TASK OBJECTIVE>
Extract every line in the entries below that contains the string "podium".

═══ RECORD LIST

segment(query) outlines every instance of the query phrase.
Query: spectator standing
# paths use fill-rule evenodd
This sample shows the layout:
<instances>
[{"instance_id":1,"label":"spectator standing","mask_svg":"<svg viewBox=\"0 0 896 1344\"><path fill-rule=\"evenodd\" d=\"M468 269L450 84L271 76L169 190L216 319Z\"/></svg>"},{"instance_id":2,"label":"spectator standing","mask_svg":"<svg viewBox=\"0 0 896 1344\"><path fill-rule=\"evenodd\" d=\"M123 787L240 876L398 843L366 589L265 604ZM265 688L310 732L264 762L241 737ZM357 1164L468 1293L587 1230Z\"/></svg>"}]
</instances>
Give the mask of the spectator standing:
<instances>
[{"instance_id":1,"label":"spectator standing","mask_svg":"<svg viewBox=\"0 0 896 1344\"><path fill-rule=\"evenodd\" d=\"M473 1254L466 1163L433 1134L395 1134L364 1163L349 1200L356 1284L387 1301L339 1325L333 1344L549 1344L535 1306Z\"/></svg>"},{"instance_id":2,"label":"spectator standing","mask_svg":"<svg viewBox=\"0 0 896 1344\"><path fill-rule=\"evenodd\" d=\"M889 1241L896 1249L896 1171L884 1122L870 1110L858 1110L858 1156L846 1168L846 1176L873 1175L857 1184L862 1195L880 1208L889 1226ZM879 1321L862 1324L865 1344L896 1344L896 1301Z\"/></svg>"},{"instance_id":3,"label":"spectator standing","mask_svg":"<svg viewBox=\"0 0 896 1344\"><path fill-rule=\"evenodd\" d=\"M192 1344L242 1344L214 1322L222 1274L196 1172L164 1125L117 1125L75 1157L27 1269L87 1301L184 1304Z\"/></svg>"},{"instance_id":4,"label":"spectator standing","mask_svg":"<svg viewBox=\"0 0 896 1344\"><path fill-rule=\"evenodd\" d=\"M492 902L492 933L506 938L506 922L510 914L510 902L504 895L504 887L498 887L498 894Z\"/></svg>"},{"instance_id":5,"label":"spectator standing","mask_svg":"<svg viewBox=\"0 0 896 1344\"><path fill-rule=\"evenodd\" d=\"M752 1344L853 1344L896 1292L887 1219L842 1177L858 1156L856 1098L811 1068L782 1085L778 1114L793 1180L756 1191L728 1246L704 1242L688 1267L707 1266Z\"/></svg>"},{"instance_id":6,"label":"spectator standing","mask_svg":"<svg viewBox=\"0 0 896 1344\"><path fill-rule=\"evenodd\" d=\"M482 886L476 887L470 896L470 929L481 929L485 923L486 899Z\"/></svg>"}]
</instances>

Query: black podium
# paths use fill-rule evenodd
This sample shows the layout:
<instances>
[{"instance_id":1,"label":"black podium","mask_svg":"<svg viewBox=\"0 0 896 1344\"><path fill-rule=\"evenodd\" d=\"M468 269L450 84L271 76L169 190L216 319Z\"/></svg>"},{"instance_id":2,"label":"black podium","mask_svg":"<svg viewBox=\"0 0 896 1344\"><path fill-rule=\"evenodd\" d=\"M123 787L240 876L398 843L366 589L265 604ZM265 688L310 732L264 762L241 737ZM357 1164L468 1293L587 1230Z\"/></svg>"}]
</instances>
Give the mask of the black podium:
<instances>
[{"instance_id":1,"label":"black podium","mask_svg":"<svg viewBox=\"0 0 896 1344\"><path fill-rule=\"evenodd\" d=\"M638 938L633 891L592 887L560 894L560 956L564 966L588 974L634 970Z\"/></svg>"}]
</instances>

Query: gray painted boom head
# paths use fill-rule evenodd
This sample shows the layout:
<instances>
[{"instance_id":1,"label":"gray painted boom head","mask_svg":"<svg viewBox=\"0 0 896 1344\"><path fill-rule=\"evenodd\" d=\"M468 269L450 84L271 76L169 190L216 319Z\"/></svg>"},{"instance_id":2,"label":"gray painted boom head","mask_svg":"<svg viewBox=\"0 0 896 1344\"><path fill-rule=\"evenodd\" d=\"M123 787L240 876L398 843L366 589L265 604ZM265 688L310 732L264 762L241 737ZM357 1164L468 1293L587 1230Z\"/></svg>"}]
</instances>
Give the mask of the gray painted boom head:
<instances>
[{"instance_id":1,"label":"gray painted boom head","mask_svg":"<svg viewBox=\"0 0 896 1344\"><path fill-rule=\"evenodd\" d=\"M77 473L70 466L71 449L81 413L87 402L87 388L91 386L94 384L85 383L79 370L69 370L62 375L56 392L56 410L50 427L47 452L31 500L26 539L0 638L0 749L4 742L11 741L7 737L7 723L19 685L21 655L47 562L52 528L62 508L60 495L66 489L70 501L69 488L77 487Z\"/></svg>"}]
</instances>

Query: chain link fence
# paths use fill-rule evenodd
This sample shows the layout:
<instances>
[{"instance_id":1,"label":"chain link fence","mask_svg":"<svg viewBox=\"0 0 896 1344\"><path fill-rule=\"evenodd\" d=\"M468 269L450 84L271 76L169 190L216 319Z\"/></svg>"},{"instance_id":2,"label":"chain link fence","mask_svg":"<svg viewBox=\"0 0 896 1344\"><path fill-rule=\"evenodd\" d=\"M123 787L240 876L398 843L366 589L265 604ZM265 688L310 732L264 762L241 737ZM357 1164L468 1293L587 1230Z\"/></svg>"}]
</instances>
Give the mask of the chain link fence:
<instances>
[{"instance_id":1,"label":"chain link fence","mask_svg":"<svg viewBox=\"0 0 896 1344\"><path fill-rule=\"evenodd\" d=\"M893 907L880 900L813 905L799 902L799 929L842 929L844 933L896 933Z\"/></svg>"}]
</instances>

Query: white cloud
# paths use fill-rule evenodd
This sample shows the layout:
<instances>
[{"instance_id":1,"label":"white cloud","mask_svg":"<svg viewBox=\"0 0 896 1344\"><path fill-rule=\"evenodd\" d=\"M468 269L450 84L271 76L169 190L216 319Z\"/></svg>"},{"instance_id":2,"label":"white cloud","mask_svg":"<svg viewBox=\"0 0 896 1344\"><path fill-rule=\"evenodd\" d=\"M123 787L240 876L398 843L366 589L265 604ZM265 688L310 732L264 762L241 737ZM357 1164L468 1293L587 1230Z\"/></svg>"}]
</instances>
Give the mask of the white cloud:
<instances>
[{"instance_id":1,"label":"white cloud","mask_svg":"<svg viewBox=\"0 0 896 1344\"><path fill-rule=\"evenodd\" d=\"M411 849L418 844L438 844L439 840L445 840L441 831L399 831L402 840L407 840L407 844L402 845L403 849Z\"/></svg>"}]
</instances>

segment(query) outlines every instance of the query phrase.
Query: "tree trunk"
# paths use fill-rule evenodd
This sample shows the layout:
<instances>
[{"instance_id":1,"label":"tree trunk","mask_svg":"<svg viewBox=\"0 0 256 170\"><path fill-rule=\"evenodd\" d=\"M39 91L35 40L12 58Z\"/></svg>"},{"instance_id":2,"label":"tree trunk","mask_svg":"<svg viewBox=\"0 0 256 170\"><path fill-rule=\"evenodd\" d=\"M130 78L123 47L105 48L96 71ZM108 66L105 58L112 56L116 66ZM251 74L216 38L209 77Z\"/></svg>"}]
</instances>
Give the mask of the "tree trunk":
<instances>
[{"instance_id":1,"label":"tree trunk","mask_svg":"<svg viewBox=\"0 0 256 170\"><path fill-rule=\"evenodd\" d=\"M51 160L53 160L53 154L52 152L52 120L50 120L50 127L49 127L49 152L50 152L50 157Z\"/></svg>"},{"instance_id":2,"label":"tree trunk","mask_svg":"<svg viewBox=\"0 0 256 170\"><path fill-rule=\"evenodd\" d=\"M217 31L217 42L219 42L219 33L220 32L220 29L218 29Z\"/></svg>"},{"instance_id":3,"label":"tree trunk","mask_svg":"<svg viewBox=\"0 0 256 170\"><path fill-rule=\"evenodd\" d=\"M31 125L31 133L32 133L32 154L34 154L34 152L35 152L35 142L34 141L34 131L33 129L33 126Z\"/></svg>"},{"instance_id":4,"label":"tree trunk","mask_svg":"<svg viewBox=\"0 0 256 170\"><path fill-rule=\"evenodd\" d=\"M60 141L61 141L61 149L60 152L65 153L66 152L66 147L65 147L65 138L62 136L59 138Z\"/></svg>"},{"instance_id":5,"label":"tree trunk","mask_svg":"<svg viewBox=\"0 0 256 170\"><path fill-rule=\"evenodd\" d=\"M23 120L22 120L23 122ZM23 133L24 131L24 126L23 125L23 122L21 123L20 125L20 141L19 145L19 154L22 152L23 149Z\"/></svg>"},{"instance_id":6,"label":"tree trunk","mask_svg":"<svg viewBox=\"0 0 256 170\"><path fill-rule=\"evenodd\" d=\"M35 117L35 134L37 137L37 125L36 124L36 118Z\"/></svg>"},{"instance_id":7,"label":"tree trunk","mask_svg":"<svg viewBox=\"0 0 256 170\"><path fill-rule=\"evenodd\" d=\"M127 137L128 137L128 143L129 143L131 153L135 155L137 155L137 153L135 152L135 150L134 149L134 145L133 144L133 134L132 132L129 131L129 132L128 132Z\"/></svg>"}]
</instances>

══════

COMPLETED TASK>
Query: black podium
[{"instance_id":1,"label":"black podium","mask_svg":"<svg viewBox=\"0 0 896 1344\"><path fill-rule=\"evenodd\" d=\"M468 269L450 84L271 76L169 190L216 319Z\"/></svg>"},{"instance_id":2,"label":"black podium","mask_svg":"<svg viewBox=\"0 0 896 1344\"><path fill-rule=\"evenodd\" d=\"M123 787L240 876L398 843L366 589L265 604ZM265 688L310 732L264 762L241 737ZM357 1164L468 1293L587 1230Z\"/></svg>"}]
Give the mask of the black podium:
[{"instance_id":1,"label":"black podium","mask_svg":"<svg viewBox=\"0 0 896 1344\"><path fill-rule=\"evenodd\" d=\"M638 938L633 891L592 887L560 894L560 956L564 966L588 974L634 970Z\"/></svg>"}]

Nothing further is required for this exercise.